Entries from a pointing dataset:
▼

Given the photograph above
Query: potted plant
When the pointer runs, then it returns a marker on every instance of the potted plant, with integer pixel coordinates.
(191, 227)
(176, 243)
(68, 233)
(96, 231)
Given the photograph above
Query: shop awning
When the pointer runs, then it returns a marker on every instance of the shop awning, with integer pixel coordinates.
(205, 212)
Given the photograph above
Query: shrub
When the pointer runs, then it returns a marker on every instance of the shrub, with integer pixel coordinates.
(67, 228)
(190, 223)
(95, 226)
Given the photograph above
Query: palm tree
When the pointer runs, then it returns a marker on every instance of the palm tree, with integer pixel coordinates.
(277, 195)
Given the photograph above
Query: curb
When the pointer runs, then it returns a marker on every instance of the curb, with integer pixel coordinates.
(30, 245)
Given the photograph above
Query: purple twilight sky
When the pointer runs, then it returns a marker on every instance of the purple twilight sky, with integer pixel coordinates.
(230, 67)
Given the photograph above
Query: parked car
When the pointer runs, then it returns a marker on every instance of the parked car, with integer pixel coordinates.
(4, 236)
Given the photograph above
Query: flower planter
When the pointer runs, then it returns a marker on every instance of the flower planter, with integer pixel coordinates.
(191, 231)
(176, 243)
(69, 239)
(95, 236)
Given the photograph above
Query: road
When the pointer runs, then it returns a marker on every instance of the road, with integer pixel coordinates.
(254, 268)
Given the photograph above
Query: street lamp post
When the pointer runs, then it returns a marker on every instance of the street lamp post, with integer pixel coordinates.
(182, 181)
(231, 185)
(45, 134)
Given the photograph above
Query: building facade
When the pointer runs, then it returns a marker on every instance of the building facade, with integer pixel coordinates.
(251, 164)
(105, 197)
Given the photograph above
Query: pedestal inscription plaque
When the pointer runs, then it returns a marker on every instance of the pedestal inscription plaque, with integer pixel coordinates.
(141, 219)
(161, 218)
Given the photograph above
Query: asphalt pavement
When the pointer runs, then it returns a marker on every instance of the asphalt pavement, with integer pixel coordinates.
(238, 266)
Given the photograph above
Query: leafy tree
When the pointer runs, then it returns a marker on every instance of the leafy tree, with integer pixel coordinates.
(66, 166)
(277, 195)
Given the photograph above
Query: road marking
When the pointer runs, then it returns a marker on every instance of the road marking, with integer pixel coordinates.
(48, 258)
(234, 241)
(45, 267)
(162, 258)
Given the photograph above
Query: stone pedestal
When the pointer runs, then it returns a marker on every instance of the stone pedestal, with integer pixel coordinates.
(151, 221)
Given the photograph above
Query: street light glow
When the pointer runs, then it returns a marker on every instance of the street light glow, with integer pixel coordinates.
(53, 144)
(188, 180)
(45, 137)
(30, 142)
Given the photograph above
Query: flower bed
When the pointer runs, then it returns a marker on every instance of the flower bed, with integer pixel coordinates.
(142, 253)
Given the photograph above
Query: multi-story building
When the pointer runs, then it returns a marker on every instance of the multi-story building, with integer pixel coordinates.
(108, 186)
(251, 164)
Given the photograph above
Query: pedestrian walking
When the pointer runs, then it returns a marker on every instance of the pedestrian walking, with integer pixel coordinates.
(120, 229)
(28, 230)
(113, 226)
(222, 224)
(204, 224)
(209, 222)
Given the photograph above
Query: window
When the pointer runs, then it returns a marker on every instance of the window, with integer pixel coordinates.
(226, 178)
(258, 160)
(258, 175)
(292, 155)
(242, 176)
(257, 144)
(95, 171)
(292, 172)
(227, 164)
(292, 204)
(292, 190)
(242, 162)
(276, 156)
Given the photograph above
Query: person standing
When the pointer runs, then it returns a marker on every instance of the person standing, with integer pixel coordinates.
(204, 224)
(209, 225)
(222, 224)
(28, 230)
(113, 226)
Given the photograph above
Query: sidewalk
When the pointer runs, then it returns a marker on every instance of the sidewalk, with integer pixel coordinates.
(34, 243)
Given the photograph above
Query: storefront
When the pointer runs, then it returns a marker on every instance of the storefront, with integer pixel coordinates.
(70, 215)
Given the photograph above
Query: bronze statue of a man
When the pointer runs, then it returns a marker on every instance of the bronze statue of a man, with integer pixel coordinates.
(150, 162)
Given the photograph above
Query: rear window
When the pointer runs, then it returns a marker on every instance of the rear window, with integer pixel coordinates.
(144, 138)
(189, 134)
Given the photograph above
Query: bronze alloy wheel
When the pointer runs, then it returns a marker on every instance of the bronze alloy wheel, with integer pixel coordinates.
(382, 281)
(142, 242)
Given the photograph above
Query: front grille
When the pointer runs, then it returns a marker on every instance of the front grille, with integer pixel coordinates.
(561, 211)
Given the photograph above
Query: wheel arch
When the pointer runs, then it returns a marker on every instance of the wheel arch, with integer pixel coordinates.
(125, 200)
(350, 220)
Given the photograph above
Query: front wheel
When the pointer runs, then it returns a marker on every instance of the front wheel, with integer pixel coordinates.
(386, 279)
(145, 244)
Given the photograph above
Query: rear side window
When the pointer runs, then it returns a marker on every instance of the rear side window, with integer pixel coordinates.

▲

» **Directions for this task**
Reproduce the listing above verbatim, from first line to last.

» **Task result**
Given the photograph above
Query: potted plant
When the pointer runs, then it returns a marker on every instance of the potted plant, with integer pixel coordinates.
(191, 227)
(176, 243)
(68, 233)
(96, 231)
Given the photograph above
Query: shop awning
When the pointer runs, then it returns a marker on every instance of the shop awning, with integer pixel coordinates.
(205, 212)
Given the photograph above
Query: shrub
When the pointer runs, then it returns a marker on every instance of the shrub, with integer pixel coordinates.
(67, 228)
(190, 223)
(95, 226)
Given the photograph above
Query: palm tree
When the pointer runs, then it returns a marker on every instance of the palm tree, with integer pixel coordinates.
(277, 195)
Given the photograph above
Query: curb
When the pointer runs, then it returns a marker on every instance of the curb, with integer pixel coordinates.
(30, 245)
Given the photograph above
Query: purple twilight sky
When the pointer runs, then it returns a marker on every instance of the purple twilight sky, with integer pixel coordinates.
(230, 67)
Given the photograph above
Query: parked car
When the pointer runs, then it returns a marker on every instance of the parked car, with integer pixel coordinates.
(4, 236)
Given the photograph above
Query: flower planter
When the pointer runs, then it returns a marker on every instance of the flower planter, with integer pixel coordinates.
(191, 231)
(176, 243)
(69, 239)
(95, 236)
Given the photograph above
Query: road
When the pointer runs, then it returns a marker on every instance of the road, with integer pixel coordinates.
(254, 268)
Given the photograph above
Query: street lamp post
When the pointer runs, then it returns a marker on every instance of the street lamp post, with integer pixel coordinates.
(182, 181)
(231, 185)
(45, 134)
Given the photograph above
Query: building facade
When the pointer runs, then it returns a marker on every instance of the building facade, with integer pixel coordinates.
(251, 164)
(105, 197)
Given the photograph above
Query: pedestal inscription plaque
When the pointer runs, then it returns a marker on every instance of the pedestal inscription plaque, with integer pixel coordinates.
(141, 219)
(161, 218)
Given the photograph above
Query: asphalt pavement
When the pointer runs, then it returns a marker on every instance of the asphalt pavement, with integer pixel coordinates.
(238, 266)
Given the photograph above
Query: leafy tree
When the pointer runs, then it returns a marker on every instance of the leafy tree, with integer pixel coordinates.
(66, 166)
(277, 195)
Given the photograph above
Query: road marking
When the pointer runs, then it returns a marker on every instance of the road marking, with integer pixel coordinates.
(48, 258)
(234, 241)
(45, 267)
(162, 258)
Given the photograph above
Query: stone pedestal
When the pointer runs, then it returns a marker on every instance of the stone pedestal, with integer pixel coordinates.
(151, 221)
Given the photograph above
Query: street light glow
When the pointer runs, then it returns a marker on every instance of the street light glow, with integer pixel coordinates.
(53, 144)
(188, 180)
(45, 137)
(30, 142)
Given the photograph above
Query: flower bed
When the pointer runs, then it returns a marker on every instance of the flower bed, with integer pixel coordinates.
(142, 253)
Given the photograph above
Query: multi-story building
When the pointer runs, then it returns a marker on every instance of the multi-story building, with integer pixel coordinates.
(108, 186)
(251, 164)
Given the photograph above
Query: pedestrian walking
When the pointer runs, then it returns a marker on every instance of the pedestrian walking, with integer pixel coordinates.
(120, 229)
(28, 230)
(113, 226)
(222, 224)
(204, 224)
(209, 222)
Given the photograph above
Query: window
When the pointer runs, then it returns a marker on every instance of the window, with integer pixel coordinates.
(226, 178)
(258, 160)
(258, 175)
(292, 155)
(242, 176)
(257, 144)
(95, 171)
(292, 172)
(227, 164)
(292, 204)
(292, 190)
(242, 162)
(276, 156)
Given the photograph above
Query: person standing
When the pointer runs, then it returns a marker on every instance of the person standing, with integer pixel coordinates.
(204, 224)
(209, 225)
(222, 224)
(28, 230)
(113, 226)
Given the photograph above
Query: sidewalk
When the pointer runs, then it returns a marker on every instance of the sidewalk, with integer pixel coordinates.
(34, 243)
Given the photograph above
Query: storefront
When the pointer runs, then it returns a marker on every instance of the storefront, with integer pixel coordinates.
(70, 215)
Given the photograph above
Query: bronze statue of a man
When the pointer runs, then it returns a marker on every instance of the bronze statue of a man, with integer pixel coordinates.
(150, 162)
Given the photograph above
Query: rear window
When the pointer runs, then it returns a marker on every instance of the rear window, with integer pixel coordinates.
(144, 138)
(189, 134)
Given the photograph above
Query: bronze alloy wheel
When the pointer runs, then it returns a marker on every instance of the bronze alloy wheel, with integer pixel coordinates.
(382, 281)
(142, 242)
Given the photograph above
Query: front grille
When the pointer runs, then it returns a marker on every instance of the front grille, with integer pixel coordinates.
(561, 211)
Given the photograph above
Query: wheel arch
When the pointer runs, then it returns a marker on every instance of the wheel arch, with integer pixel coordinates.
(125, 200)
(350, 220)
Given the photograph above
Query: front wheel
When the pointer runs, then it returns a marker on every instance of the front wheel, with integer pixel coordinates.
(386, 279)
(145, 244)
Given the photograph above
Query: rear side window
When the pointer runs, then it returns a marker on every instance of the rear side window, with integer pixel coordinates.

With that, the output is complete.